### Testo di partenza
((

E’ vero. Nonostante le voci di rivoluzioni, tabula rasa della vecchia curia che tanti problemi aveva creato a Benedetto XVI, in questi primi dodici mesi e mezzo di pontificato Francesco ha cambiato poco tra i capi delle congregazioni e dei pontifici consigli. Ma sotto, al livello immediatamente successivo, ha creato ben più d’una scossa sismica, i cui effetti hanno fatto discutere a lungo. Non solo, ma è intervenuto sull’economia e sulla segreteria di stato.

UN SOLO CAMBIO ALLA GUIDA DELLE CONGREGAZIONI 

Dei nove prefetti a capo delle congregazioni, il Papa ha sostituito (già a settembre) solamente il numero uno del dicastero del Clero, il cardinale genovese Mauro Piacenza. Formatosi alla scuola dell’arcivescovo conservatore Giuseppe Siri, Piacenza ha subito una deminutio, venendo trasferito alla meno prestigiosa Penitenzieria apostolica, solitamente considerata un “parcheggio” per porporati prossimi alla pensione. Al cardinale genovese non è stato neppure concesso di ultimare il canonico quinquennio alla guida della congregazione. Papa Francesco ha voluto cambiare subito, affidando la congregazione che forma il Clero al diplomatico Beniamino Stella, già a capo della Pontifica accademia ecclesiastica. Piacenza, poi, s’è visto estromettere progressivamente anche dagli altri dicasteri in cui era membro.

LA RIORGANIZZAZIONE DEL SINODO

La seconda nomina che merita una sottolineatura è quella del segretario generale del Sinodo dei vescovi. Sempre a settembre, il Papa ha formalizzato la sostituzione di mons. Nikola Eterovic (mandato a Berlino come nunzio) con il diplomatico di lungo corso Lorenzo Baldisseri, poi creato cardinale lo scorso febbraio. Baldisseri era segretario della Congregazione per i vescovi e segretario del Collegio cardinalizio, ma soprattutto vantava una lunga esperienza come nunzio in Brasile, proprio negli anni in cui Bergoglio coordinava il gruppo di lavoro incaricato della stesura del Documento finale della V Conferenza dell’episcopato latinoamericano di Aparecida. E’ al diplomatico toscano che Francesco ha chiesto di rendere sempre più incisivo e stabile il Sinodo e già il primo banco di prova lo si avrà tra il prossimo ottobre e il 2015, con i due sinodi (straordinario e ordinario) sulla famiglia.

))

### Compiti da svolgere
1. Cita alla lettera dal testo sulla curia di papa Francesco il brano che parte dalle parole "UN SOLO CAMBIO" e si ferma dopo "cui era membro.".
2. Stampa tali e quali le righe dei record dall'inizio fino alla riga che contiene "Coordinates are whole", inclusa. Lascia fuori le immagini.

### Record da elaborare
((

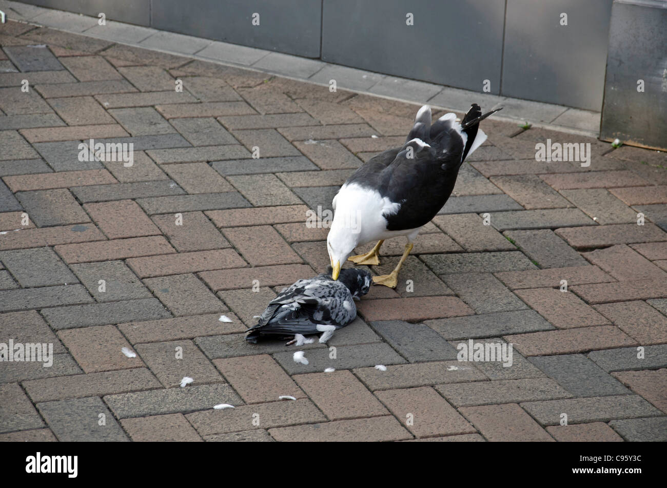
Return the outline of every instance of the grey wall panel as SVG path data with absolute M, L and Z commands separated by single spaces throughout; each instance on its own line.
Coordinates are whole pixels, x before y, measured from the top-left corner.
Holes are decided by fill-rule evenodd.
M 315 0 L 153 0 L 152 26 L 305 57 L 319 57 Z M 259 14 L 259 25 L 252 15 Z
M 21 0 L 51 9 L 66 10 L 97 17 L 100 12 L 107 19 L 148 26 L 151 21 L 151 0 Z
M 667 149 L 667 3 L 614 3 L 600 138 Z
M 612 0 L 507 0 L 502 94 L 599 111 L 611 8 Z
M 488 79 L 499 93 L 504 0 L 323 2 L 323 60 L 480 91 Z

))

### Risposte scritte
1.
UN SOLO CAMBIO ALLA GUIDA DELLE CONGREGAZIONI 

Dei nove prefetti a capo delle congregazioni, il Papa ha sostituito (già a settembre) solamente il numero uno del dicastero del Clero, il cardinale genovese Mauro Piacenza. Formatosi alla scuola dell’arcivescovo conservatore Giuseppe Siri, Piacenza ha subito una deminutio, venendo trasferito alla meno prestigiosa Penitenzieria apostolica, solitamente considerata un “parcheggio” per porporati prossimi alla pensione. Al cardinale genovese non è stato neppure concesso di ultimare il canonico quinquennio alla guida della congregazione. Papa Francesco ha voluto cambiare subito, affidando la congregazione che forma il Clero al diplomatico Beniamino Stella, già a capo della Pontifica accademia ecclesiastica. Piacenza, poi, s’è visto estromettere progressivamente anche dagli altri dicasteri in cui era membro.

2.
Return the outline of every instance of the grey wall panel as SVG path data with absolute M, L and Z commands separated by single spaces throughout; each instance on its own line.
Coordinates are whole pixels, x before y, measured from the top-left corner.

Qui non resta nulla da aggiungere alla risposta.